TASK REQUIREMENTS >>
**a)** According to the passage on racism and classism in Mexico, how many indigenous languages are still spoken in Mexico today?
**b)** In the passage on racism and classism in Mexico, copy out the part that opens with the words containing "But today, social" and closes with "around 112 million.", substituting "settlers" for "immigrants".

++++ PASSAGE

But today, social media use is exposing deep-seated classism and racism.

Indeed, Mexican diversity does exist. Various waves of European, Middle-Eastern and Asian immigrants have entered Mexico. Colonists brought slaves to Mexico. Today, there are still more than 90 indigenous languages in Mexico, spoken by roughly 6.7 million people. Within that group, 1.1 million don’t speak Spanish, according to the National Institute of Women. The Mexican population is around 112 million.

Yet, "whiteness" still frequently connotes power and money in Mexico, just as it does in much of the Americas. Indigenous-looking and poorer Mexicans often suffer racial abuse, whether it’s talked about or not.

In one infamous YouTube attack, businessman Miguel Sacal Smeke, aka the “Gentleman of Las Lomas,” called a parking valet an “Indian,” a generic put-down, and a “cat,” which means trashy and classless. The man’s alleged crime: He refused to abandon his post in a reception area to help Sacal Smeke find a car jack. 

The workplace abuse was no surprise to Blanca Velazquez, who works with rural, indigenous women who go to Puebla to get jobs in auto parts factories.

“If the women are very short, they’re discriminated against, made fun of, laughed at. Or if they’re very dark,” Velazquez said.

++++++++
++++ DATASET

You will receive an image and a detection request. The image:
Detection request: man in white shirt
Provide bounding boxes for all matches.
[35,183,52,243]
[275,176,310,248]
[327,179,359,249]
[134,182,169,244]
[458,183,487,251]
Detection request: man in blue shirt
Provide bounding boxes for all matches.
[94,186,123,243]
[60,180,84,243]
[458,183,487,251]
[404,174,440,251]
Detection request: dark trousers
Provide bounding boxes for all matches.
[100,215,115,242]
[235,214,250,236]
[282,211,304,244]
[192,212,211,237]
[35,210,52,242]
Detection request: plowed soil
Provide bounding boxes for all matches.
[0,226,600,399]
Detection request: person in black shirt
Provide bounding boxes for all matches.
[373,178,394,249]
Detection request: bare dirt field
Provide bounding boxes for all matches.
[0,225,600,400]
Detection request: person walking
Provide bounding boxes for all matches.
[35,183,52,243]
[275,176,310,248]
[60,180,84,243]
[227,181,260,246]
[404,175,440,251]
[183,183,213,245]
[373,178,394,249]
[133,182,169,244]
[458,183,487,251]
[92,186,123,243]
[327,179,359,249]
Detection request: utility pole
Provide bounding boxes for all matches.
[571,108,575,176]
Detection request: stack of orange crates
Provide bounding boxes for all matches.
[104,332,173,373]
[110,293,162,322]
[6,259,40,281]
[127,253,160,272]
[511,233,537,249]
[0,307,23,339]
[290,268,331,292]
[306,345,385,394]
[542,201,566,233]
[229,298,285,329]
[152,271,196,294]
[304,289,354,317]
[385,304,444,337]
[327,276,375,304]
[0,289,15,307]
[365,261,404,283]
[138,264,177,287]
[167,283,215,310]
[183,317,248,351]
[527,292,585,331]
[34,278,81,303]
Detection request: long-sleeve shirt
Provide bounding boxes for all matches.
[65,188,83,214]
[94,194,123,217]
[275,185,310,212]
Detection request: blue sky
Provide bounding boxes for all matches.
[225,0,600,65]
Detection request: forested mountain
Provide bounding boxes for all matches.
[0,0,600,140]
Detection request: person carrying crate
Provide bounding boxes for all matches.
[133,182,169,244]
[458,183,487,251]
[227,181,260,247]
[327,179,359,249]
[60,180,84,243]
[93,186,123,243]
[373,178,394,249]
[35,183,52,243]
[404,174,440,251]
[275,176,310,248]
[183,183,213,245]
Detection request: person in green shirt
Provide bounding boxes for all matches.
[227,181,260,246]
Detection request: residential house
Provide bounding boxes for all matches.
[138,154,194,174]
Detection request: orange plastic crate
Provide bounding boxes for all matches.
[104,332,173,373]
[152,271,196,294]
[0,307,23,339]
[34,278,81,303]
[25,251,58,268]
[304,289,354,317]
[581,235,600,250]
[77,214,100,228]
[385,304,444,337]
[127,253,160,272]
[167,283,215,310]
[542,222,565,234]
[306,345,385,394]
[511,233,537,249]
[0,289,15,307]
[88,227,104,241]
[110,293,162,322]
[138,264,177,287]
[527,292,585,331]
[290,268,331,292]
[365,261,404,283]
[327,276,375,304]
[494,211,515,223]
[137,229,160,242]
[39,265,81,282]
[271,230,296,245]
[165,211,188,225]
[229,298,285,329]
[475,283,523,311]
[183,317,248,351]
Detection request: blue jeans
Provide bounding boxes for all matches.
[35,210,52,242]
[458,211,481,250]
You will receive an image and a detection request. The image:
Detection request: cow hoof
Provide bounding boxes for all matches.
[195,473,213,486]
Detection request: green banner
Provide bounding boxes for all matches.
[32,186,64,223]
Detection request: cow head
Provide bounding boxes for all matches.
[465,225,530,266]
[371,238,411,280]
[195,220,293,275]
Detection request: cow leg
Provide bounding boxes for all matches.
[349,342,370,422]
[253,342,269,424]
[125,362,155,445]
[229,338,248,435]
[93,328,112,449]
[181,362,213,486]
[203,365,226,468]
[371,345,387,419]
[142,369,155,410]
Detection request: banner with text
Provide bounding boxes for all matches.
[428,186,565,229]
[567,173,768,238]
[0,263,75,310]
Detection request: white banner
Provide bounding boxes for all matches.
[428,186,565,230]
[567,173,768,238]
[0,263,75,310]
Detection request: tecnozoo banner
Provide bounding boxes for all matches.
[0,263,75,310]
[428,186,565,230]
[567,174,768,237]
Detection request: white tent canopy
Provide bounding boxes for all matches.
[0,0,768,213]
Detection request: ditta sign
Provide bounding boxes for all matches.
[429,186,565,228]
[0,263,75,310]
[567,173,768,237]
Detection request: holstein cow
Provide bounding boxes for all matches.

++++++++

OUTPUTS >>
**a)** More than 90.

**b)**
But today, social media use is exposing deep-seated classism and racism.

Indeed, Mexican diversity does exist. Various waves of European, Middle-Eastern and Asian settlers have entered Mexico. Colonists brought slaves to Mexico. Today, there are still more than 90 indigenous languages in Mexico, spoken by roughly 6.7 million people. Within that group, 1.1 million don’t speak Spanish, according to the National Institute of Women. The Mexican population is around 112 million.